CONSIGNE -
Pour chaque affirmation, dites si elle concorde avec la critique du film Alpha, en répondant par oui ou non et en citant les mots décisifs de la critique.
1. Alpha a été présenté en compétition à Cannes 2025.
2. Dans le film, les malades en fin de vie sont changés en sculptures de bronze.
3. Le générique final fait entendre la 9e symphonie de Beethoven.

EXTRAIT DU TEXTE -
────────────────────
Alpha de Julia Ducournau

Polycritique

Alpha de Julia Ducournau en compétition à Cannes 2025, a divisé notre bande. Lisez notre polycritique à son sujet.

Alpha, ou le sépulcre sublime des parias de l’épidémie de SIDA. Julia Ducournau subvertit les stigmates, répare les blessures collectives dans un film sanctuaire — lieu de résurrection symbolique où les damnés d’hier accèdent à la grâce. Elle fait entrer dans la sacralité les corps hier impurs, par une transsubstantiation saisissante, qui rend justice aux premiers bannis de la maladie qui a ravagé les années 1980 et 1990. Le mortel se mêle à l’éternel, la chair à la pierre. Chaque veine de sang devient veine minérale : les malades en fin de vie entrent dans la mort changés en sculptures de marbre, la matière noble et pure de la statuaire classique. Ainsi, dans Alpha, la mort ne nie plus, elle consacre. Les bannis d’hier sont arrachés à l’ombre, élevés au rang d’icônes. Les statues qu’ils deviennent – gisants modernes au silence souverain – évoquent les grandes figures sculptées du Moyen Âge, qui veillaient sur les vivants en rappelant la dignité des trépassés. Le tombeau de marbre que leur construit Julia Ducournau n’est pas un lieu de disparition, mais d’élévation. Il bouleverse, ce mausolée cinématographique, par sa beauté funèbre et sa tendresse radicale. Il ne pleure pas les morts : il les inscrit dans l’éternité, lavés de toute infamie, consacrés à jamais.

 

Jo Fishley

 

Il y a des idées, plans et séquences dans Alpha qu’on gardera gravés en mémoire : la main d’une petite fille glissée dans celle de son oncle malade, d’où sort une coccinelle ; une sortie de classe à la piscine où l’effroi s’invite ; des corps mourants sublimés par une métamorphose marmoréenne – magnifique idée réparatrice. Julia Ducournau, on le sait depuis Grave, son premier long-métrage, est dotée d’un grand sens de l’image et du son, et sait faire naître des sensations organiques à l’écran. Hélas, ici, sa narration se grippe, devient inutilement confuse, redondante, et le trop-plein de musique (que couronne, au générique final, la 7e symphonie de Beethoven, utilisée maintes fois au cinéma) finit par asphyxier le récit. On oscille ainsi entre des moments d’une grande puissance, où se raconte la peur d’une femme de perdre les êtres qui lui sont chers, et d’autres, où le film tourne autour de lui-même et nous place, hélas, en lisière de ce qui s’y joue.
────────────────────
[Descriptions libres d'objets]
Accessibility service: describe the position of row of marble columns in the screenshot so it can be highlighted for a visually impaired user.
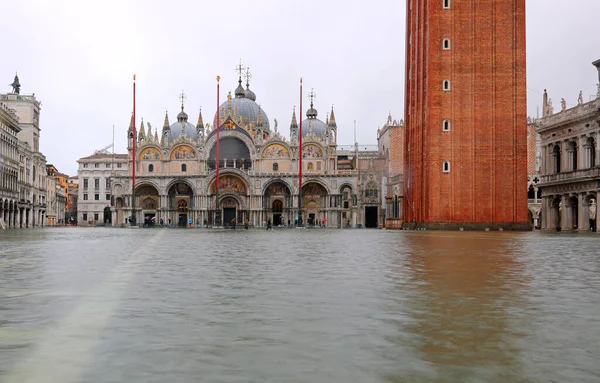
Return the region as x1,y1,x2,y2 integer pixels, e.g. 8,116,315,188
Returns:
542,192,600,231
0,206,44,229
542,132,600,174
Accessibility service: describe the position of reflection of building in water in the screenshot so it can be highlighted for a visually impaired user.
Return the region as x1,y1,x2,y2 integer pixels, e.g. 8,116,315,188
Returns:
397,233,530,382
537,60,600,230
107,69,402,227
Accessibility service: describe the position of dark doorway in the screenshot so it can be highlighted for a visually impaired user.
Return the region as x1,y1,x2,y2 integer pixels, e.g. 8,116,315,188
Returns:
144,213,155,227
271,199,283,226
104,206,112,225
178,213,187,227
365,206,377,228
223,207,235,226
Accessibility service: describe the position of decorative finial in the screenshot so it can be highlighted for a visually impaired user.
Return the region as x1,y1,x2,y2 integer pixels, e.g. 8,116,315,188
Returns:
308,88,317,108
235,59,246,84
179,89,187,112
10,72,21,94
244,67,252,88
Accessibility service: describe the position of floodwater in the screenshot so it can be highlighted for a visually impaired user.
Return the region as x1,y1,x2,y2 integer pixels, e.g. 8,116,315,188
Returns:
0,228,600,383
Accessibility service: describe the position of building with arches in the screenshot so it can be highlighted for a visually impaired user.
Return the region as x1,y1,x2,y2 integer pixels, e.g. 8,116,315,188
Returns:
0,75,46,228
537,60,600,231
107,76,365,227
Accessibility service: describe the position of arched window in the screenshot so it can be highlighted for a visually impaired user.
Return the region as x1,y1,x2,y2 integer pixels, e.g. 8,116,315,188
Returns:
442,161,450,173
442,120,450,132
442,80,450,92
442,39,450,51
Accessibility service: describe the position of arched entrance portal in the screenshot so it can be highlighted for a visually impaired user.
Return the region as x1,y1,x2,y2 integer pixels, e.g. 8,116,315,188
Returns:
168,182,194,227
271,199,285,226
209,174,248,226
221,197,239,226
263,181,293,226
135,185,159,227
302,182,327,226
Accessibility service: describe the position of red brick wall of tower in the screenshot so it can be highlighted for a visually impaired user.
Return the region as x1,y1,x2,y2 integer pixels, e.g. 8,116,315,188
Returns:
404,0,527,226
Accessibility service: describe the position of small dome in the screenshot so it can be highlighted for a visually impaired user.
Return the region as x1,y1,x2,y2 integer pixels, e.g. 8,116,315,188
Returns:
246,87,256,101
171,121,198,140
213,91,271,132
302,117,327,137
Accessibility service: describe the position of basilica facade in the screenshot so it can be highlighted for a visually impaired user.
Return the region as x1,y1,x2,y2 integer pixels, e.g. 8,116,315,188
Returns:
112,77,366,227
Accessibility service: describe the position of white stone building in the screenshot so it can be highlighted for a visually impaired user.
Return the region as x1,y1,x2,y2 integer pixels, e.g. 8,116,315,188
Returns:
0,76,46,228
76,152,128,226
538,60,600,231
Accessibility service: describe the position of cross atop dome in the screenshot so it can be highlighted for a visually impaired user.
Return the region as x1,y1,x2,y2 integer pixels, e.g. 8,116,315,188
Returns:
179,89,187,112
308,88,317,108
235,59,246,81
────────────────────
CORRIGÉ -
1. Oui : « en compétition à Cannes 2025 »
2. Non : « changés en sculptures de marbre »
3. Non : « au générique final, la 7e symphonie de Beethoven »